(Beginning of Excerpted data)

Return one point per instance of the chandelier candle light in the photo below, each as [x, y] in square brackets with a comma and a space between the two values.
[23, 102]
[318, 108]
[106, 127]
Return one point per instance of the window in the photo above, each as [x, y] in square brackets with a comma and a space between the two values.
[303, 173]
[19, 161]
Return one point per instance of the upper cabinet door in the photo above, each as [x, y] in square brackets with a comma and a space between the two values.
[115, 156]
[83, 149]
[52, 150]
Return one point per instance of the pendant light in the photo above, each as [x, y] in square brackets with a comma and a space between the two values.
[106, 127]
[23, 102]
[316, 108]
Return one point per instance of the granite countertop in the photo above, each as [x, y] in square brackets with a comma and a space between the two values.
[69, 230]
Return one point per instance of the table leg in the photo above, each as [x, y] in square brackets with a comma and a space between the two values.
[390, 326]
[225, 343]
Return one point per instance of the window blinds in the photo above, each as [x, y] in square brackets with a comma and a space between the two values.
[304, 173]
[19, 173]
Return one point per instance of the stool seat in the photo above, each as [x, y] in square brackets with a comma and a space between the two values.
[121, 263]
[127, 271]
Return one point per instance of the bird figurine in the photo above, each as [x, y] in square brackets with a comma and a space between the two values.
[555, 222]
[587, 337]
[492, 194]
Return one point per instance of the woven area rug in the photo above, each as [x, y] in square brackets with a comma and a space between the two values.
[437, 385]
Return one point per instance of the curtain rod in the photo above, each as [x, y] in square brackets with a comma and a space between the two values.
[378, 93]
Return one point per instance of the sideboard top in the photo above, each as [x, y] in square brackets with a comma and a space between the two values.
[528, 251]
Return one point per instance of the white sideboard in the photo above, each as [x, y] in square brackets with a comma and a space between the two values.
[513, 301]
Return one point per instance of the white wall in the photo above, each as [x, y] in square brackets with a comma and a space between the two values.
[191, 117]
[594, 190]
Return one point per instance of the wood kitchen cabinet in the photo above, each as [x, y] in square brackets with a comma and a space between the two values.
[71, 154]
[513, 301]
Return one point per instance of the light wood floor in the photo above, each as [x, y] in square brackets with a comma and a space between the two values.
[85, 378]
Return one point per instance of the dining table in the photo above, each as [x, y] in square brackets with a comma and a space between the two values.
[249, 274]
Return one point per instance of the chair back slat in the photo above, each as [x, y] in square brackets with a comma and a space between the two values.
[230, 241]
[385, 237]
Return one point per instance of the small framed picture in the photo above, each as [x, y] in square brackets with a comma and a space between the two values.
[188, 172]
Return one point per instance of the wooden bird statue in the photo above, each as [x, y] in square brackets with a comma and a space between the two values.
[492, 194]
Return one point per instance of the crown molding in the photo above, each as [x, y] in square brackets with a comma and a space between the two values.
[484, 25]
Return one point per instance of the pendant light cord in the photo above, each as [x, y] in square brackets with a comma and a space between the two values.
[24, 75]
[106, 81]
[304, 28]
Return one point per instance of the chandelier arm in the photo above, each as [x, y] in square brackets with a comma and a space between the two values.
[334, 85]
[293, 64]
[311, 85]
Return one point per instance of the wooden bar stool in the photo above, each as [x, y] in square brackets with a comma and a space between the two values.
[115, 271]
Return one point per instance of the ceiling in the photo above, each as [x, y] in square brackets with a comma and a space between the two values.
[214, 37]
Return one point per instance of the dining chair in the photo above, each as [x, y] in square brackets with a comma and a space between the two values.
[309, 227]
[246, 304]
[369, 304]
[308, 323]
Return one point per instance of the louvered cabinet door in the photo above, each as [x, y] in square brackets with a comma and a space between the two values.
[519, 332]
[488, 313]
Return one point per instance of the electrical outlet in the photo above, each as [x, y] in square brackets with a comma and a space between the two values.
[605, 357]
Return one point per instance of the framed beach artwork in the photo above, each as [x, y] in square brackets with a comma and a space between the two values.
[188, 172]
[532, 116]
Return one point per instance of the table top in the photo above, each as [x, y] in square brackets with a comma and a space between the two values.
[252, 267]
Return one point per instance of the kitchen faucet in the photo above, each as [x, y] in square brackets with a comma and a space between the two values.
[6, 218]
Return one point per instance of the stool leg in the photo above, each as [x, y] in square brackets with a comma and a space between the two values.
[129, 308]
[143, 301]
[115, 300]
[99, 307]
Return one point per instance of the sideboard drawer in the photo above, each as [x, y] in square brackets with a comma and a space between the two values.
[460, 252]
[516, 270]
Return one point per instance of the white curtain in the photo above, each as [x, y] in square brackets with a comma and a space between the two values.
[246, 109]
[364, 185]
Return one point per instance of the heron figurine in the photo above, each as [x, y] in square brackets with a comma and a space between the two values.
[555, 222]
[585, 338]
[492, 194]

(End of Excerpted data)

_What is being asked_
Write out every entry exactly as it appears.

_Answer to this exercise_
Return one point per instance of the chandelier candle light in the photo below, each as [x, y] in square brackets with a comma and a space between the two values.
[23, 102]
[318, 108]
[106, 127]
Return one point per instance of the window in the photo above, each as [x, y] in square brackets with a comma and a space between the two values.
[303, 173]
[19, 161]
Return one point per instance of the upper cabinet door in the photo above, each as [x, y] in square brackets with a comma and a space between the two values.
[115, 156]
[83, 149]
[52, 150]
Return one point per instance of the pendant light in the photo above, each as [x, y] in square brackets with a comma and a space between the two values.
[106, 127]
[23, 102]
[316, 108]
Return one point per instance of the granite countertop in the photo above, each as [x, y] in square brackets with a comma and a space between the two values.
[69, 230]
Return one point per instance of the table leg in the photo above, each as [x, y] in square brackets with a comma and a space between the two values.
[390, 326]
[225, 343]
Return one point per instance of the window blinds in the photo above, each as [x, y] in square brackets with a comma and a space between the two values.
[304, 173]
[19, 173]
Return one point per instance of the stool seat in the photo above, each as [x, y] in square brackets with a comma and a space between the two values.
[121, 263]
[127, 271]
Return one point per instance of the bird figurine in the photo above, each as [x, y] in square brackets with a comma and a space between the two values.
[555, 222]
[587, 337]
[492, 194]
Return one point per instance of the woven area rug in the photo above, each as [x, y] in square brackets with a comma and a space between the two values.
[437, 385]
Return one point per instance of the curtain rod in the photo above, each as [x, y] in square brackets with a comma and a space between the two values.
[378, 93]
Return one point per instance of the sideboard top in the photo above, each as [x, y] in square brackets with a comma and a space between the two values.
[528, 251]
Return one point per instance of the white sideboard in the photo above, each as [x, y] in square brackets with a comma and a space between the two values.
[513, 301]
Return one point per instance of the white wall in the photo above, each as [x, y] in square brackets with a comma and a space between the two values.
[191, 117]
[594, 190]
Return one point per instance of the wood kitchen cabinet in the photo above, each as [x, y] in square brackets with a comma and a space between the two values.
[71, 154]
[513, 301]
Return one point per instance of the light wood floor in the photo above, each as [x, y] in square brackets with a comma and a space between the two values.
[85, 378]
Return one point per instance of the dining table in the photo above, each as [x, y] in square brackets with a comma and a space between the two values.
[249, 274]
Return one point per instance of the chair back slat in the photo above, each as [x, y] in square brackets with a comma and a space between the two values.
[230, 241]
[385, 237]
Return one point per instance of the small framed picture in the photo above, each as [x, y] in square brackets with a comma and a space between the two values.
[188, 172]
Return one point per instance of the wooden bird statue in the photo above, each as [x, y] in square brackets with a comma and a space between the two values.
[492, 194]
Return one point per instance of the crown molding in the photo above, each as [x, y] in square brackets with a comma and a space between the two values.
[484, 25]
Return one point per instance of the pendant light cord in the photo above, each as [x, y] in square brackets with a comma and a space between the two values.
[24, 75]
[106, 81]
[304, 28]
Return one point per instance of the chandelier arm in the photo above, each as [x, y] in square brackets with a comma and a space between the two values.
[334, 85]
[293, 64]
[311, 85]
Return one point per instance of the wooden bar stool in the photo above, each as [x, y] in square brackets with a comma and a space between the two values.
[115, 271]
Return one point per instance of the ceiling in the photo above, each as [x, y] in square brackets with a comma and a space between the two values.
[214, 37]
Return one point per instance of the dining chair in the photo above, each as [x, y] in square brackets with a comma and a space between the two values.
[309, 227]
[246, 304]
[369, 304]
[308, 323]
Return one point per instance of the louvered cabinet door in the photo above, each as [x, y] in square brackets with a comma and a space between the two values.
[519, 332]
[488, 313]
Return one point per instance of the electrical outlet in the photo above, each as [x, y] in square brackets with a comma and a space between the two values.
[605, 357]
Return one point per instance of the framed beach artwork in the photo above, each as [x, y] in square brackets with a comma and a space between the two values.
[188, 172]
[532, 116]
Return one point per instance of the table top in the photo above, each as [x, y] in square brackets with a comma and a space between the two values.
[252, 267]
Return one point per instance of the kitchen faucet in the photo above, each as [x, y] in square brackets with a comma and a space between the two values.
[6, 218]
Return one point per instance of the stool leg in the photo above, each as [x, y] in square brackets with a comma and a space between the two values.
[129, 308]
[143, 301]
[115, 300]
[99, 307]
Return one point per instance of the sideboard drawer in the photo above, each as [x, y] in square brackets with a comma and a space between the two values.
[460, 252]
[516, 270]
Return one point per instance of the white curtain in the photo above, each as [x, y] in square brackets with a comma and a space between the two values.
[246, 109]
[364, 185]
Return one point per instance of the heron figurine in the photo above, each as [x, y] in square brackets with a comma and a space between the two values.
[555, 222]
[585, 338]
[492, 194]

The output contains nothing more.